Please return the records below verbatim, reproducing every line without any change.

--

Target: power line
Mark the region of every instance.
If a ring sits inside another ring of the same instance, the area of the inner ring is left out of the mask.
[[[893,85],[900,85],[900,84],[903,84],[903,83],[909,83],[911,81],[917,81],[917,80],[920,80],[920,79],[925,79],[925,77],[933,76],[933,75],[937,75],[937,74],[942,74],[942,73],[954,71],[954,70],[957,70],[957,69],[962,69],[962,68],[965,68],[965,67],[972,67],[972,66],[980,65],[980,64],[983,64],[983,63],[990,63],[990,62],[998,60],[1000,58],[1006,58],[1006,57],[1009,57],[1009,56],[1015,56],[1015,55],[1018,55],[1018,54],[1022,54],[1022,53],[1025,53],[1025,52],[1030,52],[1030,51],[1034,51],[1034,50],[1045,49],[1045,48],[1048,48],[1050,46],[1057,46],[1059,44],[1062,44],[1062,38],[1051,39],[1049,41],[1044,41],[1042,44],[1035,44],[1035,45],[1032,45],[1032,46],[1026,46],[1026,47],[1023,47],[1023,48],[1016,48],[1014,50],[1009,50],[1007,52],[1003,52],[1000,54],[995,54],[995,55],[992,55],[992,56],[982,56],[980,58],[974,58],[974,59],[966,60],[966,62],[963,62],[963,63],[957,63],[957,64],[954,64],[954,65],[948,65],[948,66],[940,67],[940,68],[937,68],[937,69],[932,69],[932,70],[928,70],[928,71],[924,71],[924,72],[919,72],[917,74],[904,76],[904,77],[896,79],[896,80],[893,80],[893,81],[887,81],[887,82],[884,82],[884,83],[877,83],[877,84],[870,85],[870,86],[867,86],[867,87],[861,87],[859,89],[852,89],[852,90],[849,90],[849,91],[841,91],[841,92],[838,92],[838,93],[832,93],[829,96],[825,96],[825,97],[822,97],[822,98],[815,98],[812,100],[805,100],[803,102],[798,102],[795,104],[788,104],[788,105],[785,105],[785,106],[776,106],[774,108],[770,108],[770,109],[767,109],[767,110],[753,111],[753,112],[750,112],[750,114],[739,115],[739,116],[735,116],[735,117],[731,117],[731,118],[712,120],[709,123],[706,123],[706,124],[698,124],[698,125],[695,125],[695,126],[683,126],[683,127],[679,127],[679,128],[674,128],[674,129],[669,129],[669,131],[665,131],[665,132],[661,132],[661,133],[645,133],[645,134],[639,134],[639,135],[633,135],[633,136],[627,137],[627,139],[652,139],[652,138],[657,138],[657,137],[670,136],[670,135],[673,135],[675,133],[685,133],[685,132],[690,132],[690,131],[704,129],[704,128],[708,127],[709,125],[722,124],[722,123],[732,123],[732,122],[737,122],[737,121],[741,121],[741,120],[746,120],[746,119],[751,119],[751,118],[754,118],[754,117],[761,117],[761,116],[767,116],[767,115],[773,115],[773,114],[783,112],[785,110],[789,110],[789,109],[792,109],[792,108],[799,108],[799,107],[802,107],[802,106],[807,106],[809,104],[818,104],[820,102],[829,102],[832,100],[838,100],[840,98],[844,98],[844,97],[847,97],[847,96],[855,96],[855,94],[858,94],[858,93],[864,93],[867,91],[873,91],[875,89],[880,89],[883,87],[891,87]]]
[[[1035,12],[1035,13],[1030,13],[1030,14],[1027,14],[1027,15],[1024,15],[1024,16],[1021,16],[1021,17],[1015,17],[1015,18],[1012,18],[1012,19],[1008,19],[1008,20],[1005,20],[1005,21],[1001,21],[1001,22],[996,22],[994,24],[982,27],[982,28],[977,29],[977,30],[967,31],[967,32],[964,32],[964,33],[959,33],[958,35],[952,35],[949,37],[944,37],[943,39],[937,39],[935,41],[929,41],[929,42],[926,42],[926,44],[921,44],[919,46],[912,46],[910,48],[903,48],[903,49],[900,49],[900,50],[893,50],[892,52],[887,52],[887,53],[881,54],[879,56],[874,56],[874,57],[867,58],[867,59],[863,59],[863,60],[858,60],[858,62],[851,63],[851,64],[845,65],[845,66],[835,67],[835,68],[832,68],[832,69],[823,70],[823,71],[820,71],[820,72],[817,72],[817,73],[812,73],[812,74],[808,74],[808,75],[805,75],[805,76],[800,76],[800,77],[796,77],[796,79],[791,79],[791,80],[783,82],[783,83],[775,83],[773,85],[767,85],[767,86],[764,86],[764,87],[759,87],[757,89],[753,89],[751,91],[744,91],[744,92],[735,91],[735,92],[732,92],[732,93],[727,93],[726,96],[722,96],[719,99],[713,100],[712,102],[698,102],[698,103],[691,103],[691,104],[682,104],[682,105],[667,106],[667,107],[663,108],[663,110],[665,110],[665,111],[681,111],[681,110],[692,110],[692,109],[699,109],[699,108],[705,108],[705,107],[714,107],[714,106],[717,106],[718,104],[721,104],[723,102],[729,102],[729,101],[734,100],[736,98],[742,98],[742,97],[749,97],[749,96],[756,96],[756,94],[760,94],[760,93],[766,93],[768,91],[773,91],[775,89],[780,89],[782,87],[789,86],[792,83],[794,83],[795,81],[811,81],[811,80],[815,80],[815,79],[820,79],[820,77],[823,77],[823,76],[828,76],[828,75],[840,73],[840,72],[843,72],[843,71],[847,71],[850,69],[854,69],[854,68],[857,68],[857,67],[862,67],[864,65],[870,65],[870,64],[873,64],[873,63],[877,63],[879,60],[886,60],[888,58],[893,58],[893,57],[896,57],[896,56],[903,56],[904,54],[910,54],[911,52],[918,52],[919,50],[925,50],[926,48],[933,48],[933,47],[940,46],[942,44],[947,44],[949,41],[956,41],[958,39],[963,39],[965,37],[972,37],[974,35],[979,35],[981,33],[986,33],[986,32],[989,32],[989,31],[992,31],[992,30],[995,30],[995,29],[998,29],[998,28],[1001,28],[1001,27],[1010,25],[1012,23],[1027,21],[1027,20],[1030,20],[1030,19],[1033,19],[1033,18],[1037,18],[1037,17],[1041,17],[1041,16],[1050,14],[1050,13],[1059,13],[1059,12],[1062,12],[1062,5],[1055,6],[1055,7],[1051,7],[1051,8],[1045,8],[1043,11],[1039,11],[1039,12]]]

--

* Problem solution *
Target: power line
Mark the region of every instance.
If a ring sits inside another ring of the same instance, the area of the inner ring is left out of the mask.
[[[893,85],[900,85],[900,84],[903,84],[903,83],[909,83],[911,81],[917,81],[917,80],[920,80],[920,79],[925,79],[925,77],[933,76],[933,75],[937,75],[937,74],[942,74],[942,73],[954,71],[954,70],[957,70],[957,69],[962,69],[962,68],[965,68],[965,67],[972,67],[972,66],[980,65],[980,64],[983,64],[983,63],[990,63],[990,62],[998,60],[1000,58],[1006,58],[1006,57],[1009,57],[1009,56],[1015,56],[1015,55],[1018,55],[1018,54],[1022,54],[1022,53],[1025,53],[1025,52],[1030,52],[1030,51],[1034,51],[1034,50],[1045,49],[1045,48],[1048,48],[1050,46],[1057,46],[1059,44],[1062,44],[1062,38],[1051,39],[1049,41],[1044,41],[1042,44],[1035,44],[1035,45],[1032,45],[1032,46],[1026,46],[1026,47],[1023,47],[1023,48],[1016,48],[1014,50],[1009,50],[1007,52],[1003,52],[1000,54],[995,54],[995,55],[992,55],[992,56],[982,56],[980,58],[974,58],[974,59],[966,60],[966,62],[963,62],[963,63],[957,63],[957,64],[954,64],[954,65],[948,65],[948,66],[940,67],[940,68],[937,68],[937,69],[932,69],[932,70],[928,70],[928,71],[924,71],[924,72],[919,72],[917,74],[904,76],[904,77],[896,79],[896,80],[893,80],[893,81],[887,81],[887,82],[884,82],[884,83],[877,83],[877,84],[870,85],[870,86],[867,86],[867,87],[861,87],[859,89],[852,89],[852,90],[849,90],[849,91],[841,91],[841,92],[838,92],[838,93],[832,93],[829,96],[825,96],[825,97],[822,97],[822,98],[815,98],[812,100],[805,100],[803,102],[798,102],[795,104],[788,104],[788,105],[785,105],[785,106],[776,106],[774,108],[770,108],[770,109],[767,109],[767,110],[753,111],[753,112],[750,112],[750,114],[739,115],[739,116],[735,116],[735,117],[731,117],[731,118],[712,120],[709,123],[706,123],[706,124],[698,124],[698,125],[695,125],[695,126],[683,126],[683,127],[679,127],[679,128],[674,128],[674,129],[669,129],[669,131],[665,131],[665,132],[661,132],[661,133],[645,133],[645,134],[639,134],[639,135],[633,135],[633,136],[627,137],[627,139],[652,139],[652,138],[657,138],[657,137],[670,136],[670,135],[673,135],[675,133],[685,133],[685,132],[690,132],[690,131],[704,129],[704,128],[708,127],[709,125],[722,124],[722,123],[732,123],[732,122],[737,122],[737,121],[741,121],[741,120],[746,120],[746,119],[751,119],[751,118],[754,118],[754,117],[761,117],[761,116],[767,116],[767,115],[773,115],[773,114],[783,112],[785,110],[789,110],[789,109],[792,109],[792,108],[799,108],[799,107],[802,107],[802,106],[807,106],[809,104],[818,104],[820,102],[829,102],[832,100],[838,100],[840,98],[844,98],[844,97],[847,97],[847,96],[855,96],[855,94],[858,94],[858,93],[864,93],[867,91],[873,91],[875,89],[880,89],[883,87],[891,87]]]
[[[1035,12],[1035,13],[1030,13],[1030,14],[1027,14],[1027,15],[1024,15],[1024,16],[1021,16],[1021,17],[1015,17],[1015,18],[1012,18],[1012,19],[1008,19],[1008,20],[1005,20],[1005,21],[1001,21],[1001,22],[996,22],[994,24],[982,27],[982,28],[977,29],[977,30],[967,31],[967,32],[964,32],[964,33],[959,33],[958,35],[952,35],[949,37],[944,37],[943,39],[937,39],[935,41],[929,41],[929,42],[926,42],[926,44],[921,44],[919,46],[912,46],[910,48],[903,48],[903,49],[900,49],[900,50],[893,50],[892,52],[887,52],[887,53],[881,54],[879,56],[874,56],[874,57],[867,58],[867,59],[863,59],[863,60],[858,60],[858,62],[851,63],[851,64],[845,65],[845,66],[835,67],[835,68],[832,68],[832,69],[823,70],[823,71],[820,71],[820,72],[817,72],[817,73],[812,73],[812,74],[808,74],[808,75],[805,75],[805,76],[800,76],[800,77],[796,77],[796,79],[791,79],[791,80],[783,82],[783,83],[775,83],[773,85],[767,85],[767,86],[764,86],[764,87],[759,87],[757,89],[753,89],[751,91],[744,91],[744,92],[735,91],[735,92],[732,92],[732,93],[727,93],[726,96],[722,96],[719,99],[713,100],[712,102],[698,102],[698,103],[691,103],[691,104],[682,104],[682,105],[667,106],[667,107],[663,108],[663,110],[665,110],[665,111],[681,111],[681,110],[692,110],[692,109],[699,109],[699,108],[705,108],[705,107],[714,107],[714,106],[717,106],[718,104],[721,104],[723,102],[729,102],[729,101],[734,100],[736,98],[742,98],[742,97],[749,97],[749,96],[756,96],[756,94],[760,94],[760,93],[766,93],[768,91],[773,91],[775,89],[780,89],[782,87],[789,86],[792,83],[794,83],[795,81],[811,81],[811,80],[815,80],[815,79],[820,79],[820,77],[823,77],[823,76],[828,76],[828,75],[840,73],[840,72],[843,72],[843,71],[847,71],[850,69],[854,69],[854,68],[857,68],[857,67],[862,67],[864,65],[870,65],[870,64],[873,64],[873,63],[877,63],[879,60],[886,60],[888,58],[893,58],[893,57],[896,57],[896,56],[903,56],[904,54],[910,54],[911,52],[918,52],[919,50],[925,50],[926,48],[933,48],[933,47],[940,46],[942,44],[947,44],[949,41],[956,41],[958,39],[963,39],[965,37],[972,37],[974,35],[979,35],[981,33],[986,33],[986,32],[989,32],[989,31],[992,31],[992,30],[995,30],[995,29],[998,29],[998,28],[1001,28],[1001,27],[1010,25],[1012,23],[1027,21],[1027,20],[1030,20],[1030,19],[1033,19],[1033,18],[1037,18],[1037,17],[1041,17],[1041,16],[1050,14],[1050,13],[1059,13],[1059,12],[1062,12],[1062,5],[1055,6],[1055,7],[1051,7],[1051,8],[1045,8],[1043,11],[1039,11],[1039,12]]]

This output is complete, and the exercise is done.